Action item: Print the passage of the article below on small bar licensing between "Developing bar culture" and "Rokeby Road intersection.", inclusive.

Top of Document extract

Developing bar culture

The architect of Melbourne’s liquor licensing laws, John Nieuwenhuysen, is not a big fan of the City of Subiaco’s restrictions on small bars.

“That is awful, really awful,” Professor Nieuwenhuysen told WA Business News, after learning that the city would not issue planning approval for small bar licenses within a 100-metre radius of the Hay Street and Rokeby Road intersection.

The city feels it already has more than enough venues in the area, the Subiaco Hotel, Club Red Sea and the Llama Bar among them.

The City of Subiaco’s liquor licensing policy, which has been endorsed by the council, also states it will not approve small bar licenses where there are more than two other licensed premises within 100 metres that cater for more than 40 people. It also bans the consumption of alcohol in alfresco areas of small bar venues.

A spokeswoman for the City of Subiaco said its policy allowed for a diverse range of drinking venues but took into account “the existing situation in Subiaco.

“The policy seeks to avoid concentration of such activities so that licensed premises in the city are compatible with and contribute to an integrated, vital and positive community,” she said.

Professor Nieuwenhuysen, whose 1986 report on Victoria’s liquor licensing regime formed the basis of a massive overhaul of the state’s laws, said developing a strong bar culture needed the support of local governments and liquor licensing authorities, as well as hospitality operators.

“It is about giving business the freedom to experiment under reasonable planning laws and it depends on the goodwill of the council and liberalised liquor laws,” he said.

There has been a proliferation of liquor licenses in Melbourne – from about 3,000 to 17,000 – in the space of 20 years.

But Professor Nieuwenhuysen said alcohol consumption per capita had not increased.

He said most alcohol-related problems occurring in Melbourne actually stemmed from larger venues and nightclubs catering to more than 1,000 people.

A month after Western Australia’s new liquor laws were introduced, the City of Perth amended its policies to promote small bars and cafes wanting to serve patrons wine without also serving a meal.

Bottom of Document extract
Top of Data shown

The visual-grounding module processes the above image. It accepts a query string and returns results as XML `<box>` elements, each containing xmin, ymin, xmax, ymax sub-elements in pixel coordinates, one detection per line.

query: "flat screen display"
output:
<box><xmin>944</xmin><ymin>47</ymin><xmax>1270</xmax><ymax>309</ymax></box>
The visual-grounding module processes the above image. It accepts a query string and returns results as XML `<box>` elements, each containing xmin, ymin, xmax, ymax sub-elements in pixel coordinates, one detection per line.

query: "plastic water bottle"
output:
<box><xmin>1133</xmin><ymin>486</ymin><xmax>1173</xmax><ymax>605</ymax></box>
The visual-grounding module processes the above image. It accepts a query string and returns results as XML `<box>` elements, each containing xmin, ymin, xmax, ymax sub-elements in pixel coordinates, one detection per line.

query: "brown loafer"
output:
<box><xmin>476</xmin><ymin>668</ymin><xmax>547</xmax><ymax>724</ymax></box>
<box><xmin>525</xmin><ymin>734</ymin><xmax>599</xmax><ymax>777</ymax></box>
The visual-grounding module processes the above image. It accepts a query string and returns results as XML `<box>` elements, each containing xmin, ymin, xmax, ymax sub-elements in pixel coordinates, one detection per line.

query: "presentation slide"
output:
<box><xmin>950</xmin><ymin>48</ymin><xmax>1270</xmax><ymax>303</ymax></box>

Bottom of Data shown

Task solution:
Developing bar culture

The architect of Melbourne’s liquor licensing laws, John Nieuwenhuysen, is not a big fan of the City of Subiaco’s restrictions on small bars.

“That is awful, really awful,” Professor Nieuwenhuysen told WA Business News, after learning that the city would not issue planning approval for small bar licenses within a 100-metre radius of the Hay Street and Rokeby Road intersection.